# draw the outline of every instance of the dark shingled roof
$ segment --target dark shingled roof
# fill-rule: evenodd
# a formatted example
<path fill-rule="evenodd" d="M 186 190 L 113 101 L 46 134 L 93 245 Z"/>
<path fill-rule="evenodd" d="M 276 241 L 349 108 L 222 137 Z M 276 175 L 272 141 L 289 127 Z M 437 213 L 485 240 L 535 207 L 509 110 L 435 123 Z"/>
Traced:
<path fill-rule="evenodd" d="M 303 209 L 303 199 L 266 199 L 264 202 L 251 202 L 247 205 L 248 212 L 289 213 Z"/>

□ □ □

• OBJECTIVE
Rewrite the records above with every occurrence of "dark shingled roof" changed to "red tile roof". Keep everything else the same.

• THE RESULT
# draw the outline of every instance of the red tile roof
$ segment --target red tile roof
# fill-rule: evenodd
# a formatted example
<path fill-rule="evenodd" d="M 186 190 L 113 101 L 46 134 L 93 245 Z"/>
<path fill-rule="evenodd" d="M 276 241 L 349 108 L 222 137 Z M 276 175 L 272 141 L 289 127 Z M 437 213 L 485 240 L 535 207 L 509 110 L 435 123 Z"/>
Traced:
<path fill-rule="evenodd" d="M 303 209 L 303 199 L 266 199 L 264 202 L 251 202 L 247 205 L 248 212 L 289 213 Z"/>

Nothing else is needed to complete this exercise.